--- TO BE DONE ---
Rewrite every line of the rows from the line holding "Give x and y for each instance of the cloud, placing" through the line holding "<point>571,24</point>", inclusive, and add 14 to each coordinate in the answers. Copy the requests and their sample points unchanged.
# DATA ENTRIES start
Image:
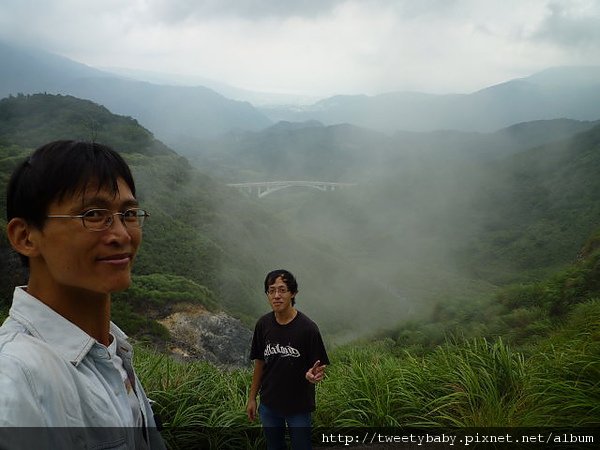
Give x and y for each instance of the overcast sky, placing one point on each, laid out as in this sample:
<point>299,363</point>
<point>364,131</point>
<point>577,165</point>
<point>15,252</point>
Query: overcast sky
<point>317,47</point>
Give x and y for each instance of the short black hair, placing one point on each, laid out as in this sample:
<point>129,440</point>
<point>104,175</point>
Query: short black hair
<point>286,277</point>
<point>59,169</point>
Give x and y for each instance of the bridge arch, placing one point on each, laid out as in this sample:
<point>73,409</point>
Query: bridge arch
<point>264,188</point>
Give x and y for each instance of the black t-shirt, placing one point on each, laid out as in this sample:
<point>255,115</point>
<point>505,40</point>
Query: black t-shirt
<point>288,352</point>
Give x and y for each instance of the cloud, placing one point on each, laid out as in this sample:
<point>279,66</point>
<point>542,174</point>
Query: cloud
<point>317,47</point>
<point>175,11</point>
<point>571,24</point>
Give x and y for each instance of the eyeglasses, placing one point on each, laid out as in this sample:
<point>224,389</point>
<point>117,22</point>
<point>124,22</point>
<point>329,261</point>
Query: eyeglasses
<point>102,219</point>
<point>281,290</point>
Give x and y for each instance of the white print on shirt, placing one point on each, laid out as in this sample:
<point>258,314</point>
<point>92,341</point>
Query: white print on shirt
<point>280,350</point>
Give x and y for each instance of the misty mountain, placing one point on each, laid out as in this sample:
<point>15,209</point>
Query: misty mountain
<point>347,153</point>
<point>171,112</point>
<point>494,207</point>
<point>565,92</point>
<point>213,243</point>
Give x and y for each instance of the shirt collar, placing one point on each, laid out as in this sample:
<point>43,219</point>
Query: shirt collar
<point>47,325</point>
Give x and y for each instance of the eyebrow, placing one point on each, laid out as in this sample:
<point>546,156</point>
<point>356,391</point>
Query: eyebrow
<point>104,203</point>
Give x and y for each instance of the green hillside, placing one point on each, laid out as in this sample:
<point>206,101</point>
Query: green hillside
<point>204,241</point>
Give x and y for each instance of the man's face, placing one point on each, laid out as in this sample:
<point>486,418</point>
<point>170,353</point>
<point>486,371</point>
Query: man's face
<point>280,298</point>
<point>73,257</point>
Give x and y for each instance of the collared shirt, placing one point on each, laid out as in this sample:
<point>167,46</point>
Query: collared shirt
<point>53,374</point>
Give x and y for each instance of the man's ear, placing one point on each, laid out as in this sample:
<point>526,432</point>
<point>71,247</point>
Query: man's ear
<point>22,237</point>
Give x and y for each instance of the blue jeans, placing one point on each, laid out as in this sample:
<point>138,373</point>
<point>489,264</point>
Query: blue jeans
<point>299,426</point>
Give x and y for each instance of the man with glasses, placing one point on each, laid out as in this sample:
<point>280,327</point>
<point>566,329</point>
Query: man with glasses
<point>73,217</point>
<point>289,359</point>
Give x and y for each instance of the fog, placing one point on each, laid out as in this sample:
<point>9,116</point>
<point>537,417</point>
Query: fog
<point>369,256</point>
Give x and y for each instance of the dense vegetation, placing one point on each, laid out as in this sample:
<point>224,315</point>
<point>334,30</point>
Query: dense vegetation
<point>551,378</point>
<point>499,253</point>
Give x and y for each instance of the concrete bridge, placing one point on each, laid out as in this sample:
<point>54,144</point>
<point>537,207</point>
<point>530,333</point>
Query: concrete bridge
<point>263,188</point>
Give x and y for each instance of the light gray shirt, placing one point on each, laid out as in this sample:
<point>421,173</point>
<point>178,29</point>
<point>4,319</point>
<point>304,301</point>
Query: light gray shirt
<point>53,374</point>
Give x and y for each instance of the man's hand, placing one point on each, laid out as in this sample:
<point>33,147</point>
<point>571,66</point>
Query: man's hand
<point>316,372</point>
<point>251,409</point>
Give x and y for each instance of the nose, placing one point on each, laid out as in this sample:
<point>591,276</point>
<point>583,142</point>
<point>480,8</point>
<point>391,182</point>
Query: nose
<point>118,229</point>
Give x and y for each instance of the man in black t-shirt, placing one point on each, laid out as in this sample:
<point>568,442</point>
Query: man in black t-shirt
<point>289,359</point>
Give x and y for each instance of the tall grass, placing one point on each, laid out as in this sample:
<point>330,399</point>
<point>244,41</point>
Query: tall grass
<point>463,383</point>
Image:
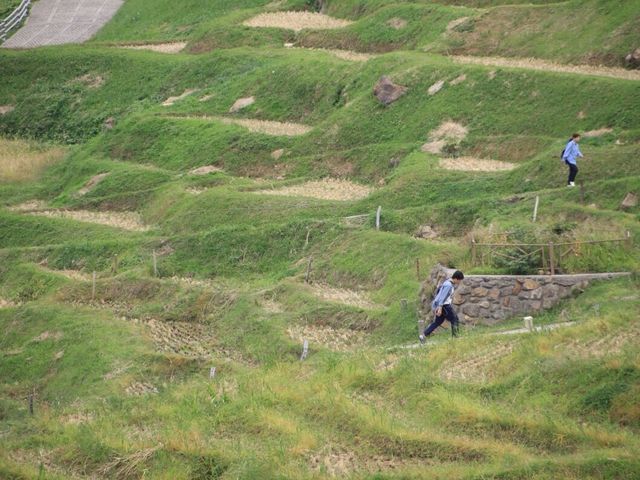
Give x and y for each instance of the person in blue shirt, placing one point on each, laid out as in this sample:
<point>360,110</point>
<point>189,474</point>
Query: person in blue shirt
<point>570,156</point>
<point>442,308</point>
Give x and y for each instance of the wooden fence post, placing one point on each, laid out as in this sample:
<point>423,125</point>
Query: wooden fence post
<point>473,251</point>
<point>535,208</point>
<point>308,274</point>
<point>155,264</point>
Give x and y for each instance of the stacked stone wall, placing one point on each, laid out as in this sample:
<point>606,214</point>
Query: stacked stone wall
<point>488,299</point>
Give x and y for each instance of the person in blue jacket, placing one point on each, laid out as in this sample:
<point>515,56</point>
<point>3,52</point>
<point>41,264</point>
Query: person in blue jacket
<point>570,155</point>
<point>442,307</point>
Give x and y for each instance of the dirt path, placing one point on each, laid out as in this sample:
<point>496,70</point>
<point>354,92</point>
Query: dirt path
# DATA ENTRIES end
--- FINAL ANSWER ---
Give x and y for each instance of the cloud, placing one point on each, laid out as in this sample:
<point>279,66</point>
<point>542,174</point>
Query: cloud
<point>331,61</point>
<point>189,25</point>
<point>585,38</point>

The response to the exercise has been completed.